Plus que banales, les conduites à risque sont mêmes « structurantes » à l’adolescence, selon Olivier Cottencin, professeur de psychiatrie et d’addictologie à la faculté de médecine de Lille. « La prise de risques fait partie intégrante de la vie du jeune adulte. C’est une phase indispensable à la construction de soi : on doit passer par l’expérience pour s’autonomiser », détaille le médecin, qui a lui-même participé à une rencontre autour de la pièce Adrénaline dans son université.
Les spécialistes interrogés mettent en avant l’apport des neurosciences. Des études ont montré une dissonance de maturité entre deux zones du cerveau jusqu’à l’âge de 25 ans : schématiquement, celle qui correspond aux émotions et au plaisir immédiat prend de l’avance sur celle qui contrôle la prise de décision rationnelle. Rien ne sert donc d’interdire, mieux vaux prévenir et encadrer ces pratiques.
Multifactoriels, les comportements à risque peuvent prendre toutes les formes : voler dans un supermarché, rouler à 180 km/h sur une route départementale, sauter d’un pont dans un fleuve gelé… et autres « idées abracadabrantesques »décortiquées par Jean-Michel Delile, psychiatre à Bordeaux et président de la Fédération Addiction, qui réunit des spécialistes de l’addictologie. « Autour de 15-25 ans, on se sent invulnérable, on veut s’affranchir des règles et ça passe par le danger, avec l’idée qu’on va en triompher. Avoir une conduite à risque, c’est risquer sa vie, mais sans intention délibérée d’y mettre fin. Il s’agit plutôt de l’éprouver intensément, et peut-être aussi d’éprouver sa propre valeur. »
Si l’alcool n’est pas le principal moteur de tels gestes, il y reste très souvent associé, puisqu’il joue un rôle d’incitation. « Dans ces moments-là, en tant que désinhibiteur, l’alcool va atténuer la perception du risque mais aussi la vigilance. Donc le risque d’accident est plus grave, explique le psychologue Jean-Pierre Couteron, spécialisé dans les addictions.On perd des deux côtés : c’est plus facile de se lancer, on a moins peur, et en même temps on est moins performant pour le faire. »
_ _ _ _ _ _ _
* OBJECTIF ÉNONCÉ A *
D'après l'extrait, quelle fédération Jean-Michel Delile préside-t-il ?
* OBJECTIF ÉNONCÉ B *
Reproduisez à l'identique le passage de l'extrait qui commence par « Les spécialistes interrogés » et se poursuit jusqu'à « encadrer ces pratiques. ».
Appuyez-vous uniquement sur l'extrait.
_ _ _ _ _ _ _
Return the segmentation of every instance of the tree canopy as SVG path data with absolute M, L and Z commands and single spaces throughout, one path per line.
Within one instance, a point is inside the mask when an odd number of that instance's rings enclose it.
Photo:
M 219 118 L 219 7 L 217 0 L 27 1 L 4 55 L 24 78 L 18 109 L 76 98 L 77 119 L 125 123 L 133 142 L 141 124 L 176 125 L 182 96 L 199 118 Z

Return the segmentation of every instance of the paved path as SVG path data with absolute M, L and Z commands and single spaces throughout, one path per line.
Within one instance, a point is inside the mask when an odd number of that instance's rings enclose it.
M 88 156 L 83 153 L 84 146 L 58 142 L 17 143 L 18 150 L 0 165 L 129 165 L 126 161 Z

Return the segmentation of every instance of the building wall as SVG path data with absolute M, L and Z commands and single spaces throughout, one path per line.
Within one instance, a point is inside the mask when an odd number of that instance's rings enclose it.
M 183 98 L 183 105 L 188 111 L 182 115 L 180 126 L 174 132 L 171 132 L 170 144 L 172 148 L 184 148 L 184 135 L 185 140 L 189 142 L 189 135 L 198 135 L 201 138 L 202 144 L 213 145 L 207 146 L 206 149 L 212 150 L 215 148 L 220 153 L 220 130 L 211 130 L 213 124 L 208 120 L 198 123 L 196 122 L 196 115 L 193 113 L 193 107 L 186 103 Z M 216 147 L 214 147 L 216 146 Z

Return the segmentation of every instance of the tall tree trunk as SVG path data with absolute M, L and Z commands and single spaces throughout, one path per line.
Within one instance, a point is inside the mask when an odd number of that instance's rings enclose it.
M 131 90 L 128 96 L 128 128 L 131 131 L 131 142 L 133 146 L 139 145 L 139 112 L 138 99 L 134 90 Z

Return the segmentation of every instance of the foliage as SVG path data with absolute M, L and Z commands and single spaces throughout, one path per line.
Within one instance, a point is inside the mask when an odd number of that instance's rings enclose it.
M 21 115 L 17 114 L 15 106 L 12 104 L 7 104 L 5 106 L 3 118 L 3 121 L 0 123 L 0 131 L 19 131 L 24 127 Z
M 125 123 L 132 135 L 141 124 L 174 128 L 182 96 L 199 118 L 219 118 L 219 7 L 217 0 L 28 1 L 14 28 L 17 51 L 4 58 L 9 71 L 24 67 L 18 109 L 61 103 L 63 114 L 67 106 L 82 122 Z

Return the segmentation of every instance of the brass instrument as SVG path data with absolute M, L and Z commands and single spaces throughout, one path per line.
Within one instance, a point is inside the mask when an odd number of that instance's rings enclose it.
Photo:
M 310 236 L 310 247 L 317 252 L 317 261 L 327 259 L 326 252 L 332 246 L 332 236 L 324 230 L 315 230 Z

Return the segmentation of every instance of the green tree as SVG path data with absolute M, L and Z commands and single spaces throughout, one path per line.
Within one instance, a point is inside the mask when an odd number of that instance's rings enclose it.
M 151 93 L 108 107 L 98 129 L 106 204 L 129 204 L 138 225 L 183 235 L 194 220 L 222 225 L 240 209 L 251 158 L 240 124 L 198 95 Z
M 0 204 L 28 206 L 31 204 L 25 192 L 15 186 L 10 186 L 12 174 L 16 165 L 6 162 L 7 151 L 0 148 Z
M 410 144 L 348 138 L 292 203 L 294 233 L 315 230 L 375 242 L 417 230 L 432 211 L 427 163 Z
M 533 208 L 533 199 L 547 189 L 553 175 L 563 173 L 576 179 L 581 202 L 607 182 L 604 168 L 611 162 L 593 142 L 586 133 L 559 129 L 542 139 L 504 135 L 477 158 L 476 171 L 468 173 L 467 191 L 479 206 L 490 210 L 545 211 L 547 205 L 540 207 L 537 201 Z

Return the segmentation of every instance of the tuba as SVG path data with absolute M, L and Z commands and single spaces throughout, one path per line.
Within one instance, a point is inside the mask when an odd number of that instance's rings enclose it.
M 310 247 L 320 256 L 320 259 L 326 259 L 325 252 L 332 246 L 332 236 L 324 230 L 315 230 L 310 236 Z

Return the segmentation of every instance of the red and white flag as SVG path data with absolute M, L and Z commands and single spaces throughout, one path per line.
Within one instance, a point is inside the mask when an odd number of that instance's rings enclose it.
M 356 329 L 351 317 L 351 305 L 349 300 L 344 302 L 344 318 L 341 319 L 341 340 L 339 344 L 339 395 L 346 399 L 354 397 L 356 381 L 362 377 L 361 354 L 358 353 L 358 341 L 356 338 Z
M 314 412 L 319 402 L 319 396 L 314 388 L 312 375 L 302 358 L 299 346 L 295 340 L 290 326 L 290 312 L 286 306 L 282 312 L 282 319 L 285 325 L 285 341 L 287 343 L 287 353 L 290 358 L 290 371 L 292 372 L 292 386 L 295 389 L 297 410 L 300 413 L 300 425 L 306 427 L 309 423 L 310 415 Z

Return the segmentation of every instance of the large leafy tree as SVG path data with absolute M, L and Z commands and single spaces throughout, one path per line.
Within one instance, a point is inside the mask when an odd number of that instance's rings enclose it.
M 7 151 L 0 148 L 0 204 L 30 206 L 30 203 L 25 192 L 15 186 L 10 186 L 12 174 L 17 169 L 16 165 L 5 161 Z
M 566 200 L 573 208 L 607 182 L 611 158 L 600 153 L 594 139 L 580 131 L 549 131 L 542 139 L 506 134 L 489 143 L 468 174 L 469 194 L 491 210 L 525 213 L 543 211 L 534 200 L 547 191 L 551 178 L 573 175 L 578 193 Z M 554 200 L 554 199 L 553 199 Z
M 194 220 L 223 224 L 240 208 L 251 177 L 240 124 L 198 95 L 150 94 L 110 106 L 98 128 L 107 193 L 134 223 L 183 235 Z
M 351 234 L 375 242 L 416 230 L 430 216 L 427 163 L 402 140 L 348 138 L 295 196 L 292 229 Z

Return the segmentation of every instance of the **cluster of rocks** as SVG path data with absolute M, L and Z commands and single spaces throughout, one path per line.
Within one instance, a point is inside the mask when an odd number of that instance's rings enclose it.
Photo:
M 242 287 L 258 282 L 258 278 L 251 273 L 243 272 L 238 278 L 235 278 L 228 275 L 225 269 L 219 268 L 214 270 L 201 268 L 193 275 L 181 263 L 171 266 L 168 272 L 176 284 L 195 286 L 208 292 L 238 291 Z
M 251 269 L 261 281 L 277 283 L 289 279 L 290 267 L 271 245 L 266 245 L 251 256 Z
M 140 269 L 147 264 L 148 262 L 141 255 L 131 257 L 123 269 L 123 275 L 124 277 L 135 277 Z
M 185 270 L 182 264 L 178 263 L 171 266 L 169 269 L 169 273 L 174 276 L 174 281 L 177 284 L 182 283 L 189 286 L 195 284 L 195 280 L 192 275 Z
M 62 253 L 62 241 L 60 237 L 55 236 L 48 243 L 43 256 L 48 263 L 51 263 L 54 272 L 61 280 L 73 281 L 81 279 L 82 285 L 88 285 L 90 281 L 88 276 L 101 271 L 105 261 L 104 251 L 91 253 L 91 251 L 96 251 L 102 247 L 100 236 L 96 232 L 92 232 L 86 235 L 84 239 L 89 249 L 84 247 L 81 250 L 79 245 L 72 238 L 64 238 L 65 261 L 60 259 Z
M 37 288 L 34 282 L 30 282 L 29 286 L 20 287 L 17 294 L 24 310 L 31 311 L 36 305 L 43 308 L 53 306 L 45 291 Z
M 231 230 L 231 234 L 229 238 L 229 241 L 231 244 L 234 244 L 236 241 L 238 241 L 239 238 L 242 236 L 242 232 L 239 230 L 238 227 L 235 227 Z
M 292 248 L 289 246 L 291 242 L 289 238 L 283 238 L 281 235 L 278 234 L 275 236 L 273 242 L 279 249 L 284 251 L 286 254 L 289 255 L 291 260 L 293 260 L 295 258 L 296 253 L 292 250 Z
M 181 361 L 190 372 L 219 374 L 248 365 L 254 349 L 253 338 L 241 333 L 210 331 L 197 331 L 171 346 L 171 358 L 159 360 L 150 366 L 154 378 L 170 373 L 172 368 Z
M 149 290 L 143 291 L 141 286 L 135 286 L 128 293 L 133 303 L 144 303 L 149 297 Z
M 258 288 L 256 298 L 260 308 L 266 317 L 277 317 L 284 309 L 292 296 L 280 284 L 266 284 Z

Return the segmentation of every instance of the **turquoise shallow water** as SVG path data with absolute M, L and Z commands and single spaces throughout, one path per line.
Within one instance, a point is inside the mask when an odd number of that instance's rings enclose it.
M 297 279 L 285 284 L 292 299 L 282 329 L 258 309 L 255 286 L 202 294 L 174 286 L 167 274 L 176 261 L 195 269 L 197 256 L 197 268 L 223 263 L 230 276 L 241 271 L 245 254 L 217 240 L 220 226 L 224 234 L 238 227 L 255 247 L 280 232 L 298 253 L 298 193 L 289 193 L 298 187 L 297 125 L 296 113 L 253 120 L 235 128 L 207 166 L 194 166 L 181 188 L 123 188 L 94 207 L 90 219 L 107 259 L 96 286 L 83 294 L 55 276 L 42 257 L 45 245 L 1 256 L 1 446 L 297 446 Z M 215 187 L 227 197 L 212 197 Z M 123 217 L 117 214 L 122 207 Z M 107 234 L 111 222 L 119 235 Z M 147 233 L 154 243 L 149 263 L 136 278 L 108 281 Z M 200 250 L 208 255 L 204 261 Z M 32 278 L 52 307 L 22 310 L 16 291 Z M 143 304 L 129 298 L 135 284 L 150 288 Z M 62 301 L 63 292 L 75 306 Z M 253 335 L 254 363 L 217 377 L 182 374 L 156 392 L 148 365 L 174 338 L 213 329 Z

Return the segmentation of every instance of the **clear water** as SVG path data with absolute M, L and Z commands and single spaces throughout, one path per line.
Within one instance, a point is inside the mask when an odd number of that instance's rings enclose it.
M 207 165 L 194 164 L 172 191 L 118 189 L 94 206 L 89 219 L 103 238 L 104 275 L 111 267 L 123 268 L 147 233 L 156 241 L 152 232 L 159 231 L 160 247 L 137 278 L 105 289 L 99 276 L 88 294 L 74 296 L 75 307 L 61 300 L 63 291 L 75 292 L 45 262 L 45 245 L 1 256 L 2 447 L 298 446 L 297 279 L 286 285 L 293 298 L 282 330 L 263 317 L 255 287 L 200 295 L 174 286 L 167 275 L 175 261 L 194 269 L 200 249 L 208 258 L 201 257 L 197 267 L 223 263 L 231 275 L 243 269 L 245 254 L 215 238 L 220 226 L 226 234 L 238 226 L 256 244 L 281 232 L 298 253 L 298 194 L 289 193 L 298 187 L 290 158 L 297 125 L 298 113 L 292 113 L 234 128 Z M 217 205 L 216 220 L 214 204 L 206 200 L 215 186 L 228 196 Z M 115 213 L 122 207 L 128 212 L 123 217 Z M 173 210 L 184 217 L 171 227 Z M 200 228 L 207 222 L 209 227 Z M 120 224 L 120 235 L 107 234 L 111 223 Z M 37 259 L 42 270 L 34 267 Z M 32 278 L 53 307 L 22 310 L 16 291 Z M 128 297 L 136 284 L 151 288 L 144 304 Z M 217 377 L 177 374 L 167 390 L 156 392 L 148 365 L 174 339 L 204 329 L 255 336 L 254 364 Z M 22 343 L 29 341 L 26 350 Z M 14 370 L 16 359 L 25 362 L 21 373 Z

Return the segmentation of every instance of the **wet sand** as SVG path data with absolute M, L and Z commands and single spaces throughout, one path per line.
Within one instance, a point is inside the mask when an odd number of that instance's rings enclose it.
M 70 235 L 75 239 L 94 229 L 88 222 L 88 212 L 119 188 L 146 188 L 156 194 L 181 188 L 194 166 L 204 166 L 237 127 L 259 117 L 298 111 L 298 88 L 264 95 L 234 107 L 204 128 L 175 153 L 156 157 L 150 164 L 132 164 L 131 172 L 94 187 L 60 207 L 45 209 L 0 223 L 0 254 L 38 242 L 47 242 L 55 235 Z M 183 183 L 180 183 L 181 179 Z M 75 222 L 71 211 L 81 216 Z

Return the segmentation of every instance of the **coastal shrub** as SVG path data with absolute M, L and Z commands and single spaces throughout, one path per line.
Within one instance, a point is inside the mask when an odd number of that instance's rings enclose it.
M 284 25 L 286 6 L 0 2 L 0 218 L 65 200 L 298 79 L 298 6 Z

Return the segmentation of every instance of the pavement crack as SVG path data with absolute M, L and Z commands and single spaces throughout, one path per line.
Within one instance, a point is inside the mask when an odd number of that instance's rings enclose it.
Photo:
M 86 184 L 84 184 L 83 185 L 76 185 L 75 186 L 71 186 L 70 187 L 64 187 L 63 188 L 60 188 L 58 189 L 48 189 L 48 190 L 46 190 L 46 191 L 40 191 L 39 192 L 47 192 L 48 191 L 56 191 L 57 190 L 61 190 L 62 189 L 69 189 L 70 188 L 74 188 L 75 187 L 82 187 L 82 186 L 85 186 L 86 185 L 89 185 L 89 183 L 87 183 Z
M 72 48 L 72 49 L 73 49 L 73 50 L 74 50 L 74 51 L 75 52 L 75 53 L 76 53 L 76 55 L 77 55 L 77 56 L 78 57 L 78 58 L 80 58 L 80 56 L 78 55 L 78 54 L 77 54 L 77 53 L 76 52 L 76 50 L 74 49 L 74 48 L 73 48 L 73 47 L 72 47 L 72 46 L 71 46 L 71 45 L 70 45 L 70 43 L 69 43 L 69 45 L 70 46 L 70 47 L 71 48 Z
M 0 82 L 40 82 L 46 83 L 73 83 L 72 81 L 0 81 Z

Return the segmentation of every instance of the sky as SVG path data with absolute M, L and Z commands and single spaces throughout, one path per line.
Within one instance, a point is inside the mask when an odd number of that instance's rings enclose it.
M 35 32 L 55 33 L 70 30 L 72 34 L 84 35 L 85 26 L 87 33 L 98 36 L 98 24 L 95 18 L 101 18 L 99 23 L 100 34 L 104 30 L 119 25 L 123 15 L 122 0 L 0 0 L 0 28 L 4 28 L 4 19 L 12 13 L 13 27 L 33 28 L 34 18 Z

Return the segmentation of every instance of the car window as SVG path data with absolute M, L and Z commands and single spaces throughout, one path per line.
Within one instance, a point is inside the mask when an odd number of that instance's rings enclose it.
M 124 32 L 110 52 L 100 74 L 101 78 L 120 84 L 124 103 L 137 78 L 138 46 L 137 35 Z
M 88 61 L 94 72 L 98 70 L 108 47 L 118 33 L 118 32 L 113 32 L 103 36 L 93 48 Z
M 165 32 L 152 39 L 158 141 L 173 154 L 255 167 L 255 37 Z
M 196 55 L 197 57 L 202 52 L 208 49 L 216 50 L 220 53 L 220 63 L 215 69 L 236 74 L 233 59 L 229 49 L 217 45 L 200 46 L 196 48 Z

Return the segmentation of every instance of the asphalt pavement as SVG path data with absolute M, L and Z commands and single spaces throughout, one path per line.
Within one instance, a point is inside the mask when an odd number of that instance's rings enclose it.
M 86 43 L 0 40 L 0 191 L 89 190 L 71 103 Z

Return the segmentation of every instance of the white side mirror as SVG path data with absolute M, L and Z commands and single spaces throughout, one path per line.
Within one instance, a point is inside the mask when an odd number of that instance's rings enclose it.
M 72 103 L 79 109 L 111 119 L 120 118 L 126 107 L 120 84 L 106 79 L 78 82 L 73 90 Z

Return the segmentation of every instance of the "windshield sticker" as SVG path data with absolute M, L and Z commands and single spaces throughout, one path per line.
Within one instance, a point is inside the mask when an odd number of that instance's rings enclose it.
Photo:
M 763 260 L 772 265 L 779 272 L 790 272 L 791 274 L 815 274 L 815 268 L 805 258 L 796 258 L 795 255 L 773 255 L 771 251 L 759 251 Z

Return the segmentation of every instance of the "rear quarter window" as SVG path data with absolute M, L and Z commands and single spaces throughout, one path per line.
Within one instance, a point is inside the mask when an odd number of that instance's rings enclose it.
_ _ _ _ _ _ _
* RÉSULTAT OBTENU A *
La Fédération Addiction.

* RÉSULTAT OBTENU B *
Les spécialistes interrogés mettent en avant l’apport des neurosciences. Des études ont montré une dissonance de maturité entre deux zones du cerveau jusqu’à l’âge de 25 ans : schématiquement, celle qui correspond aux émotions et au plaisir immédiat prend de l’avance sur celle qui contrôle la prise de décision rationnelle. Rien ne sert donc d’interdire, mieux vaux prévenir et encadrer ces pratiques.